_PASSAGE PROVIDED_

Our study is in Col. 1:15-28. Reading the Bible is not easy. Reading one side of correspondence like listening to one side of phone conversation. We have the answers, but not the questions. We have the advice, but not the situation.

I tell you today about a church in trouble. This church is threatened both from within and without. This church desperately needs to act. What is the nature of the trouble that threatens the life and faith of the church at Colossae? We can identify at least two sources: negatively in Paul's written rebukes, positively in what Paul stresses with passion and intensity.

First, this is a church beguiled, fascinated with Siren Songs, intrigued by philosophy, following human traditions, making religion into rules and regulations, externalizing piety, legalistic in its ascetic isolation, devotion to special observances, and self-abasement. Here is a church needing to hear again about Jesus, to stress the inclusiveness of the Christian gospel which is for every person, to be reminded that the gospel of Jesus Christ is a global cause becaus of the all-sufficiency of Jesus Christ.

_EXERCISE REQUIREMENTS_
1) From the sermon on Colossians, extract the part from "Our study is" to "passion and intensity.".
2) In the sermon on Colossians, list each thing its final sentence says the church needs.

_SUPPLIED RECORDS_
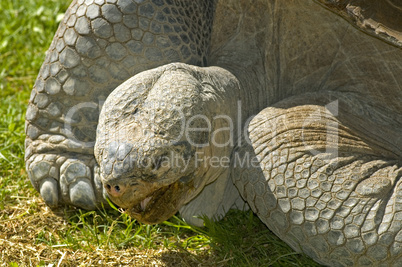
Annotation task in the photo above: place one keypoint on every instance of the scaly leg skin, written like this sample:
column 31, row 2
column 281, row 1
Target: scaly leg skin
column 328, row 181
column 97, row 46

_RESPONSES PER TASK_
1)
Our study is in Col. 1:15-28. Reading the Bible is not easy. Reading one side of correspondence like listening to one side of phone conversation. We have the answers, but not the questions. We have the advice, but not the situation.

I tell you today about a church in trouble. This church is threatened both from within and without. This church desperately needs to act. What is the nature of the trouble that threatens the life and faith of the church at Colossae? We can identify at least two sources: negatively in Paul's written rebukes, positively in what Paul stresses with passion and intensity.

2)
- To hear again about Jesus
- To stress the inclusiveness of the Christian gospel, which is for every person
- To be reminded that the gospel of Jesus Christ is a global cause